(begin)
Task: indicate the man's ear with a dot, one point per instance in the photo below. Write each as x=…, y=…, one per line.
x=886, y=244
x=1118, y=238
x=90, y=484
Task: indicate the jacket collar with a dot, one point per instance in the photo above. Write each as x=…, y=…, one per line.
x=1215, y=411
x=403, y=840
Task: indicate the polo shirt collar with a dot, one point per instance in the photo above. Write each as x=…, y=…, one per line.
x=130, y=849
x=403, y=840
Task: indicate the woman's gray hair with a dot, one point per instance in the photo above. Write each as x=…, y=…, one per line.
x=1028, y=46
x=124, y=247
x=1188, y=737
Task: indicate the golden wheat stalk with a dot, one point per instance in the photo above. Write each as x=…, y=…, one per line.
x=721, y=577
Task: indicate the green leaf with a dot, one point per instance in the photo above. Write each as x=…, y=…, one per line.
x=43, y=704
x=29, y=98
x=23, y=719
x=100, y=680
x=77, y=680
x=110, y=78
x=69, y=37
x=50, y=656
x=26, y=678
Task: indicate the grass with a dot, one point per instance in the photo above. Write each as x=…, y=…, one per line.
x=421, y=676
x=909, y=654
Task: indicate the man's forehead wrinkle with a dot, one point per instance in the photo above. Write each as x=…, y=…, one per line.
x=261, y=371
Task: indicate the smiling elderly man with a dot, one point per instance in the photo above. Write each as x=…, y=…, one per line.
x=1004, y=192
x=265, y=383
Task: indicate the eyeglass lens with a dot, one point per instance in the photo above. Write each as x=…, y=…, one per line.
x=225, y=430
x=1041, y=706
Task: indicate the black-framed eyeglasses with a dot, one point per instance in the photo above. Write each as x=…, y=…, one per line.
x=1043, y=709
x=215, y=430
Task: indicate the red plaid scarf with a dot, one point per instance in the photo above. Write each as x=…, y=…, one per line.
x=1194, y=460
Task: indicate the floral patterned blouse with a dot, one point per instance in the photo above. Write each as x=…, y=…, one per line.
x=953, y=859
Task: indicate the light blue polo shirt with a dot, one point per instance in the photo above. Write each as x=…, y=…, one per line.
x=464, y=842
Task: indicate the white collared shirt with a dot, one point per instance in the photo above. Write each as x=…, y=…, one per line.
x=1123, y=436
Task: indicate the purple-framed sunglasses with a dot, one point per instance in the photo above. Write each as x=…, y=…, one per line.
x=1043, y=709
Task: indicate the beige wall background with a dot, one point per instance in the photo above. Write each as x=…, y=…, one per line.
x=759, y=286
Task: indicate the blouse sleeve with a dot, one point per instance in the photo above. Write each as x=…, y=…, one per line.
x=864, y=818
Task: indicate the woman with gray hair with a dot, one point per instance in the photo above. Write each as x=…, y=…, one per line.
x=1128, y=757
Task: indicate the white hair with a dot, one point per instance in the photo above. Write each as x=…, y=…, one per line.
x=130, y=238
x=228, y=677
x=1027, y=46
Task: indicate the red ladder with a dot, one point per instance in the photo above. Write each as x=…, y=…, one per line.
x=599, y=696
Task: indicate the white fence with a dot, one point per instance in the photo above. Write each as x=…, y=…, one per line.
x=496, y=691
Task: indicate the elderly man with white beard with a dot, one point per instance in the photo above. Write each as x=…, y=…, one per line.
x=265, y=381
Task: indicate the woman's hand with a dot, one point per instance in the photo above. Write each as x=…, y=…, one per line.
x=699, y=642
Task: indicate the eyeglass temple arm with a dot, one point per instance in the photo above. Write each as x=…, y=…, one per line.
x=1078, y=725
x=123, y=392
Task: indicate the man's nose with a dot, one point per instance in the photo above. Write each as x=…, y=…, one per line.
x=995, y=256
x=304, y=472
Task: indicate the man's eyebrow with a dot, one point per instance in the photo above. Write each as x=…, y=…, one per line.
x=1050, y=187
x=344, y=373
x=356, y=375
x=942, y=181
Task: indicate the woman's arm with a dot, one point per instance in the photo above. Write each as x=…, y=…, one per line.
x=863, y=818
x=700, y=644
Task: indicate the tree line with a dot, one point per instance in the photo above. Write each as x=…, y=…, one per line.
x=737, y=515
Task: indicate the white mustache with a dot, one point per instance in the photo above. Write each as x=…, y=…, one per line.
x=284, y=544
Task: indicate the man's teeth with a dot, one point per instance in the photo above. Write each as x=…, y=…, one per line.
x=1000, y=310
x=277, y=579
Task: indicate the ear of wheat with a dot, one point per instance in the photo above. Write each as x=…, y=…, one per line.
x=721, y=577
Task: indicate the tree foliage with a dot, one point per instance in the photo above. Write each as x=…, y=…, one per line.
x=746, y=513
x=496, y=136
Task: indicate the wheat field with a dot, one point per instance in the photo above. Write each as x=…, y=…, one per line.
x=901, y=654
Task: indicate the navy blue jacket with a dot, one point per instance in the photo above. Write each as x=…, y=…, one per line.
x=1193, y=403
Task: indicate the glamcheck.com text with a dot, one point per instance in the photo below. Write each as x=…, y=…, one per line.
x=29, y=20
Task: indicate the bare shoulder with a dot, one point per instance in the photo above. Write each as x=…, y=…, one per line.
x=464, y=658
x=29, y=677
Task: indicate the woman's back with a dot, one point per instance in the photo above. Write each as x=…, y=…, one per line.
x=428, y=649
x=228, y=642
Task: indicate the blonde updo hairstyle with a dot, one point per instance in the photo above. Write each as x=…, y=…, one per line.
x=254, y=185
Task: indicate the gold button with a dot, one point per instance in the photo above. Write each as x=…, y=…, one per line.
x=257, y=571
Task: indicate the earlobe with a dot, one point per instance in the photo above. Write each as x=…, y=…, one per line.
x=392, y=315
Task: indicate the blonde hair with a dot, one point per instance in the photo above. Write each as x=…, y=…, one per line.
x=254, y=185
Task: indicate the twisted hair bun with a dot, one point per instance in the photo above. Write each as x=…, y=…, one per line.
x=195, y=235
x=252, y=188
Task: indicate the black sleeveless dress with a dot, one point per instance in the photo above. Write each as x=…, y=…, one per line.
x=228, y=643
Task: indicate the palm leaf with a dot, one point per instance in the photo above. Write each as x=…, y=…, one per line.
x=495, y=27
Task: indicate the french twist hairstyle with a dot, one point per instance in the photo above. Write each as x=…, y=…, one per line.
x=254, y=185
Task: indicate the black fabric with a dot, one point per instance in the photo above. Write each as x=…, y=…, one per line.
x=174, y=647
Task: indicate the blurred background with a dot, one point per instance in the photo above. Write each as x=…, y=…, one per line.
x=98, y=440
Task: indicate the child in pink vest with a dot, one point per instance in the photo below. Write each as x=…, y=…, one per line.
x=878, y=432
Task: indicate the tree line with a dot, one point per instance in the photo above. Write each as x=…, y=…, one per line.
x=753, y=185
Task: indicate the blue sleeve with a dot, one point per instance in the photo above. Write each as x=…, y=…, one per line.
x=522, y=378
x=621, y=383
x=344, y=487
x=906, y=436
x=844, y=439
(end)
Copy all of the rows above word for word, keeping every line in the same order with nothing changed.

Task: indicate the man's ear with a dot, one point per instance in the photo below. Write each as x=…, y=…, one per line.
x=886, y=244
x=1118, y=238
x=90, y=484
Task: indicate the jacket collar with a dot, one point per instance in the photo above. Write each as x=…, y=…, one per line.
x=1215, y=411
x=403, y=840
Task: indicate the polo shirt collar with a dot, one point per instance in the photo above. Write each as x=…, y=…, one per line.
x=130, y=849
x=403, y=840
Task: indicate the woman's gray hair with a dot, one point per instance in the photo above. Write each as x=…, y=…, one per line.
x=1028, y=46
x=124, y=247
x=1188, y=737
Task: indicate the golden wheat stalk with a dot, one point per instance in the photo above. Write each as x=…, y=…, one per line.
x=721, y=577
Task: indicate the green leaf with a dot, one point per instance in the photo above. Write each as x=…, y=…, one per line.
x=43, y=704
x=29, y=98
x=23, y=719
x=100, y=680
x=77, y=680
x=110, y=78
x=69, y=37
x=50, y=656
x=26, y=678
Task: indicate the grass with a dot, one point per instance in the photo above. Write each as x=…, y=…, one per line.
x=421, y=676
x=909, y=654
Task: indicate the man's forehead wrinkle with a dot, one point per instance in the photo above. Write each as x=…, y=…, one per line.
x=261, y=371
Task: indicate the smiling elderly man with a dot, one point per instance in the photo above. Write each as x=…, y=…, one per line.
x=1004, y=192
x=265, y=383
Task: indicate the eyeglass lens with a dot, one point per instance in the photo above. Write each as x=…, y=…, one per line.
x=225, y=430
x=1041, y=706
Task: indicate the black-framed eyeglasses with a dot, one point per instance in the photo above. Write each as x=…, y=…, one per line.
x=1043, y=709
x=215, y=430
Task: indicate the red plaid scarf with a dot, one point per instance in the photo above. Write each as x=…, y=…, one per line.
x=1194, y=460
Task: indicate the floral patterned blouse with a dot, one point per instance in the photo above. Write each as x=…, y=…, one per line.
x=953, y=859
Task: indicate the light blue polo shirt with a dot, one point per instance in the photo above. Write each as x=…, y=…, one per line.
x=464, y=842
Task: indicate the white collared shirt with a dot, one point per instance in the photo above. Write each as x=…, y=…, one per line.
x=1123, y=436
Task: indicate the purple-framed sunglasses with a dot, one point per instance in the photo above. Write each as x=…, y=…, one per line.
x=1043, y=709
Task: indicate the beige wall background with a dot, one point per instance in the photo above. Write each as x=…, y=…, one per line.
x=759, y=286
Task: indicate the blouse sleeve with a dot, one point per instance in the photo above. Write each as x=…, y=…, one per line.
x=864, y=818
Task: indicate the woman with gray hair with a dot, one point per instance in the photo above. Write each as x=…, y=…, one per line.
x=1128, y=757
Task: indicate the white hair with a dot, one point per instance in the photo above. Write each as x=…, y=…, one per line.
x=130, y=238
x=228, y=677
x=1027, y=46
Task: indicate the red ladder with a dot, one point per instance in the photo above. Write each as x=…, y=…, one per line.
x=599, y=696
Task: indicate the white fence with a dot, one point per instance in the photo above. Write each as x=…, y=…, one per line.
x=496, y=691
Task: indicate the elderly man with white beard with a dot, one point per instance in the photo above. Write each as x=…, y=…, one per line.
x=265, y=381
Task: indicate the woman's hand with a dot, one point per instance in the photo above. Write each as x=…, y=…, one per line.
x=699, y=642
Task: indicate the eyeglass temple arm with a dot, one point per instance in the photo above. Write each as x=…, y=…, one per line.
x=1078, y=725
x=123, y=392
Task: indicate the man's nose with a dot, one point per instance in the photo above. Write each as x=…, y=…, one per line.
x=995, y=256
x=304, y=472
Task: indicate the man's eyebrow with a dot, one point per instance in the photo above. Write each as x=…, y=…, one per line.
x=1050, y=187
x=344, y=373
x=356, y=375
x=942, y=181
Task: indicate the woman's arm with a dot, one point per instance in the photo above. Write each as x=…, y=…, one per line.
x=863, y=818
x=700, y=644
Task: indicate the tree line with a dot, one point per instance in the photo above. Write each as x=…, y=…, one per line.
x=737, y=515
Task: indicate the white mustache with a dot, one point per instance in the photo above. Write each as x=…, y=…, one per line.
x=284, y=544
Task: indicate the man's teeth with a dot, one point per instance in the photo above. Write each as x=…, y=…, one per line.
x=1000, y=310
x=277, y=579
Task: indicate the ear of wheat with a dot, one point per instance in the photo above. Write each as x=…, y=…, one per line.
x=721, y=577
Task: indicate the tree foliage with a dot, one point per instance in the photo above. Write each as x=…, y=…, one per line.
x=746, y=513
x=496, y=136
Task: indicate the wheat field with a dot, one point per instance in the photo above. Write each as x=…, y=…, one per line.
x=901, y=654
Task: indicate the navy blue jacket with a dot, one point per instance in the photo above. Write each as x=…, y=…, one per line.
x=1193, y=403
Task: indicate the glamcheck.com text with a dot, one point per instance in the photo below. Write each as x=…, y=…, one per line.
x=29, y=20
Task: indicate the bare shoulder with a dot, one point per instance in the photo above. Write each as x=…, y=…, one per line.
x=464, y=658
x=29, y=677
Task: indicate the woman's back with a dot, one point per instance in the photo above. Write each as x=…, y=…, one per line.
x=428, y=649
x=228, y=642
Task: indicate the blonde updo hairstyle with a dot, one point per instance in the photo above. Write each as x=…, y=…, one per line.
x=254, y=185
Task: indicate the gold button with a dot, one point per instance in the photo above. Write each as x=…, y=…, one per line.
x=257, y=571
Task: indicate the earlobe with a dot, one point per instance in the photo above. Write each as x=…, y=…, one per line.
x=392, y=315
Task: indicate the blonde hair with a dot, one point per instance in the photo above. Write each as x=…, y=…, one per line.
x=254, y=185
Task: indicate the twisted hair bun with a dot, one point per instance in the photo above. Write each as x=…, y=…, one per line.
x=195, y=235
x=252, y=188
Task: indicate the black sleeveless dress with a dot, one point per instance in the photo above. Write each as x=…, y=…, one per line.
x=228, y=643
Task: indicate the palm leaf with a dot, one point per instance in the photo above. Write each as x=…, y=…, one per line.
x=495, y=27
Task: indicate the french twist hairstyle with a dot, one point per instance in the photo above. Write each as x=…, y=…, one per line.
x=254, y=185
Task: indicate the black fabric with a dot, one point per instance in the photo above. Write each as x=…, y=…, one per line.
x=174, y=647
Task: indicate the blurred background with a dot, one point per instance in the photo above. Write each as x=…, y=…, one per line.
x=98, y=440
Task: indicate the child in pink vest with a dot, one point per instance in the photo below. Write each as x=…, y=…, one per line.
x=878, y=432
Task: indicate the tree line with a dot, one point per instance in the photo above. Write each as x=…, y=…, one per line.
x=753, y=185
Task: indicate the blue sleeve with a dot, one point per instance in the photo above. Write each as x=…, y=…, one per line.
x=522, y=378
x=621, y=383
x=344, y=487
x=906, y=436
x=844, y=439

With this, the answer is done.